» INSTRUÇÕES DO EXERCÍCIO
(a) Liste todos os verbos no infinitivo que aparecem no trecho antes da frase iniciada por "Na extensão".
(b) Devolva, sem nenhuma alteração, a passagem do trecho que vai de "Na extensão, o" até "a comunidade retratada.".
━━ TRECHO DA PÁGINA ━━
Por isso o objetivo principal deste projeto é preparar uma nova geração de
telespectadores mais críticos, e, ao mesmo tempo, criar uma espécie de laboratório para
os alunos de Jornalismo da Universidade Federal Rural do Rio de Janeiro. Pretendemos
investigar se um novo modelo de jornalismo está se configurando a partir destas
prerrogativas, além de problematizar o lugar do repórter e do pensamento clássico em
comunicação neste contexto. E o mais importante: refletir sobre as implicações disso em
termos de ética e do ponto de vista da estética. Por fim: entender as implicações de tudo
isso na reformulação dos valores-notícia, a partir das Teorias do Jornalismo.
Na extensão, o objetivo é fazer isso a partir de oficinas práticas com
adolescentes, em escolas públicas. A ideia é produzir narrativas audiovisuais
jornalísticas com o uso de telefones celulares. O material será postados em um canal ou
transmitidos, em alguns casos, em livre streaming. Além do exercício de cidadania e da
formação do olhar, o projeto de um outro objetivo importante: fomentar a produção de
narrativas que tenham relação direta com a comunidade retratada.
━━━
━━ INFORMAÇÕES REGISTRADAS ━━
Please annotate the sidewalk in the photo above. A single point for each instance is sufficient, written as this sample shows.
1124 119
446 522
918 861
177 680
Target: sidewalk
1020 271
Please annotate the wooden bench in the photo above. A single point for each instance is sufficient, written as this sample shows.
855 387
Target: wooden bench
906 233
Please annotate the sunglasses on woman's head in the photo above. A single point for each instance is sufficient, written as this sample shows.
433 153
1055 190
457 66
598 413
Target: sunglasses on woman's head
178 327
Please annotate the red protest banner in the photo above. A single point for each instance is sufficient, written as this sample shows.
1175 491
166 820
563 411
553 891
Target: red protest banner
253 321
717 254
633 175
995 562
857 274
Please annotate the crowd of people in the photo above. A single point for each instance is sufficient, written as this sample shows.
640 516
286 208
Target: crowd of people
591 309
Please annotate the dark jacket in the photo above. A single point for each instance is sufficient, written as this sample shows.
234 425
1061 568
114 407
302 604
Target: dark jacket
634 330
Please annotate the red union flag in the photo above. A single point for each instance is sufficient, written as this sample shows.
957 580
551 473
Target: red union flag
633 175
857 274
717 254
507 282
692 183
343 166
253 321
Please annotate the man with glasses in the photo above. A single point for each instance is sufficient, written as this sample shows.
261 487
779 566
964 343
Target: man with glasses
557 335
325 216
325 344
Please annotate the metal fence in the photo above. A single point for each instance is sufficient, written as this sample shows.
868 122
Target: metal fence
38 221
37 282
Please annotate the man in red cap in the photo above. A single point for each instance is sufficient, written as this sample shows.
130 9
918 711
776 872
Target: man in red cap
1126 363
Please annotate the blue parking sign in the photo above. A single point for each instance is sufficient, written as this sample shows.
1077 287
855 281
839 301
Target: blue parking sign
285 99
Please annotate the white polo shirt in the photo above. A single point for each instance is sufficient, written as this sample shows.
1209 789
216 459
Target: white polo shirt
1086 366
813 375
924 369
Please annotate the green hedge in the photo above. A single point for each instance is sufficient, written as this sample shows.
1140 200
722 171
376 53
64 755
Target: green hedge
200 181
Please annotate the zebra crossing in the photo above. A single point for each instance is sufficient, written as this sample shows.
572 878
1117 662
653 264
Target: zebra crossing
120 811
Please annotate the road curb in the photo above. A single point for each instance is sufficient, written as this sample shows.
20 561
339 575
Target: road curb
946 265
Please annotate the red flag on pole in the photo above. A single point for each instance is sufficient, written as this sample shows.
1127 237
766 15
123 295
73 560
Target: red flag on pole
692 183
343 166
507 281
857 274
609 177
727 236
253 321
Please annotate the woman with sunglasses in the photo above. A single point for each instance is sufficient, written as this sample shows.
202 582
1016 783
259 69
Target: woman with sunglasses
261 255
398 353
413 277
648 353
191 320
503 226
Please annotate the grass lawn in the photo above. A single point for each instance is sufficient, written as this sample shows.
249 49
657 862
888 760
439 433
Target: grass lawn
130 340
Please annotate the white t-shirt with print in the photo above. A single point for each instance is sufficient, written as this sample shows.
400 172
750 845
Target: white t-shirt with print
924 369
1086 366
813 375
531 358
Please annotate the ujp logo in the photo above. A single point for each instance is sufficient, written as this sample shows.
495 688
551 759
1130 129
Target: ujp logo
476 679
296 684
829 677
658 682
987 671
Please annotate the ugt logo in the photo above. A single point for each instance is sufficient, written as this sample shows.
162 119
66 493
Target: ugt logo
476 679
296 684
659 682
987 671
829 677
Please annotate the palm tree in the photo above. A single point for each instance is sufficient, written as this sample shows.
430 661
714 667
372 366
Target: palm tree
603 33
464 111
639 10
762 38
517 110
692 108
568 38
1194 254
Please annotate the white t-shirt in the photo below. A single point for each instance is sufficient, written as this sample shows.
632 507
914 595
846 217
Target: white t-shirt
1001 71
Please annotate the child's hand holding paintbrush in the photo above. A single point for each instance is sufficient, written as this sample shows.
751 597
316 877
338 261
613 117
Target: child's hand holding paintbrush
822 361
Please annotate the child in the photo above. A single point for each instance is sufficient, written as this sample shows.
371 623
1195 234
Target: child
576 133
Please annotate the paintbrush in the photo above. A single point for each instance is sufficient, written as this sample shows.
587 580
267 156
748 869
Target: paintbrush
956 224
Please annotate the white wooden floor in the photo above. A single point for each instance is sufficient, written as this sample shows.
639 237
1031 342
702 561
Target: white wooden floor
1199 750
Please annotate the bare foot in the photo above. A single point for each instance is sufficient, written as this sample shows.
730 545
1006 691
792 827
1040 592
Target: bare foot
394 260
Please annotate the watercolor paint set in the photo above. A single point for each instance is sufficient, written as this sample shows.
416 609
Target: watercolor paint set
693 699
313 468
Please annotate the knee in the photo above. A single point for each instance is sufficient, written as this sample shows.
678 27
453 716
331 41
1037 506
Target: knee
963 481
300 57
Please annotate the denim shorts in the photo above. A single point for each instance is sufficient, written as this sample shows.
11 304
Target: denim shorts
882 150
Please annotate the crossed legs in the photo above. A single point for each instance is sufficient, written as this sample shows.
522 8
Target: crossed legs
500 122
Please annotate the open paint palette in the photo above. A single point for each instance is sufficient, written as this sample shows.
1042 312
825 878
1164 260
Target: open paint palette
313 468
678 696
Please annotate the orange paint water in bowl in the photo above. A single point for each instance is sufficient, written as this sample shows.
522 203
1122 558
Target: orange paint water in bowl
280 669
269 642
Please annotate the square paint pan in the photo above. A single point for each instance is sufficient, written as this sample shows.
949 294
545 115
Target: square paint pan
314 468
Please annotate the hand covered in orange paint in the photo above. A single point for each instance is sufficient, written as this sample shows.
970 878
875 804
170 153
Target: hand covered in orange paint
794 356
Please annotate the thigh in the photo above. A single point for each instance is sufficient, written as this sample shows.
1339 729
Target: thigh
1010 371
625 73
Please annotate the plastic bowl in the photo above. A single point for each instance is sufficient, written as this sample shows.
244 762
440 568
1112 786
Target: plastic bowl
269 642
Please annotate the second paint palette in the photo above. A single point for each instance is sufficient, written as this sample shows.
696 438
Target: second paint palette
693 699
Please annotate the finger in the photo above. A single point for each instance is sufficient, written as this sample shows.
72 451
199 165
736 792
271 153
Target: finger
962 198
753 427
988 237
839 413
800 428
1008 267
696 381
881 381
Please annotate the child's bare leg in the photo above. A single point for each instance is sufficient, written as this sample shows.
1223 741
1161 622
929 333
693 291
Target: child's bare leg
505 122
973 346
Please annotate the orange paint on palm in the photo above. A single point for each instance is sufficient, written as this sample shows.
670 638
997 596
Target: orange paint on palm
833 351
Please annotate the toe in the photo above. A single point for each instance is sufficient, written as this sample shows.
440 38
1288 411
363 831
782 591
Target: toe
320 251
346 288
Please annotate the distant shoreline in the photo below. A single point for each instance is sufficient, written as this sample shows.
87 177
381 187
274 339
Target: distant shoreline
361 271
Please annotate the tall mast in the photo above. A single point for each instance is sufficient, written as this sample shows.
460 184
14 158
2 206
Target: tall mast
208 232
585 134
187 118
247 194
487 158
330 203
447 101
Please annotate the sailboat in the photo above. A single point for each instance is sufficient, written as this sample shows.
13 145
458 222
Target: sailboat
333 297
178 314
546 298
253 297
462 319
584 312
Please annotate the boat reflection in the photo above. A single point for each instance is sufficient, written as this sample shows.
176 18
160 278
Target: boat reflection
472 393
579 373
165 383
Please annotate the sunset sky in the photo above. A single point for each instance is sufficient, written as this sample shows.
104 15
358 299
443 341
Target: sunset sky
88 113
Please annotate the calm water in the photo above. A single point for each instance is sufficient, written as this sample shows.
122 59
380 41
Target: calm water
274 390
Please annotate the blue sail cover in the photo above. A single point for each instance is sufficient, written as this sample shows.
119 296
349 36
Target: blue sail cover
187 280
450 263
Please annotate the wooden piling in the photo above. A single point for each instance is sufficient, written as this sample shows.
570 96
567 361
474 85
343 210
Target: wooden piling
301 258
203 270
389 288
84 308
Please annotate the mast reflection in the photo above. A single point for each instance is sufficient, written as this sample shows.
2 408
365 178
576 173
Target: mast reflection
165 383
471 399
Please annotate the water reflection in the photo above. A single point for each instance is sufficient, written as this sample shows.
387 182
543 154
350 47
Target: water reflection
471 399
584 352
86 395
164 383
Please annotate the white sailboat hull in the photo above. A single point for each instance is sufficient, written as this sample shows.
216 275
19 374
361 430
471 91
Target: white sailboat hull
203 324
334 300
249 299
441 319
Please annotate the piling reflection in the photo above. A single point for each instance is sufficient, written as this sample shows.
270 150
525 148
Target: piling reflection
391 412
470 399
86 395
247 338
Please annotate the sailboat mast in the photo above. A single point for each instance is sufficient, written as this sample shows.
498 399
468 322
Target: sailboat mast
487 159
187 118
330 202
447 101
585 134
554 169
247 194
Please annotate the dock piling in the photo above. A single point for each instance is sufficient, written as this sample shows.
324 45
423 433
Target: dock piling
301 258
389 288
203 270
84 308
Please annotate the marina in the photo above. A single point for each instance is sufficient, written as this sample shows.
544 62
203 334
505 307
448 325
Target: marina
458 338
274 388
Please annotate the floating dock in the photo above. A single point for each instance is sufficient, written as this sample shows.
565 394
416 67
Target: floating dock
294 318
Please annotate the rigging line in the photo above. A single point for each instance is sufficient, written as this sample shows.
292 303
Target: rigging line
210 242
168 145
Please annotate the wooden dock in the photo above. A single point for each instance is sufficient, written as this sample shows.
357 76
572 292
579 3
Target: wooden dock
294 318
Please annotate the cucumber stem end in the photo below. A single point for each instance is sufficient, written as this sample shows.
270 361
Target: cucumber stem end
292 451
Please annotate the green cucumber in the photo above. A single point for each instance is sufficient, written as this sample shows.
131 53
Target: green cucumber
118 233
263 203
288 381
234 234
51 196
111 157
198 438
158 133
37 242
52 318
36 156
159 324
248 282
━━━
» RESPOSTAS DO EXERCÍCIO
(a) preparar, criar, investigar, problematizar, refletir, entender

(b)
Na extensão, o objetivo é fazer isso a partir de oficinas práticas com
adolescentes, em escolas públicas. A ideia é produzir narrativas audiovisuais
jornalísticas com o uso de telefones celulares. O material será postados em um canal ou
transmitidos, em alguns casos, em livre streaming. Além do exercício de cidadania e da
formação do olhar, o projeto de um outro objetivo importante: fomentar a produção de
narrativas que tenham relação direta com a comunidade retratada.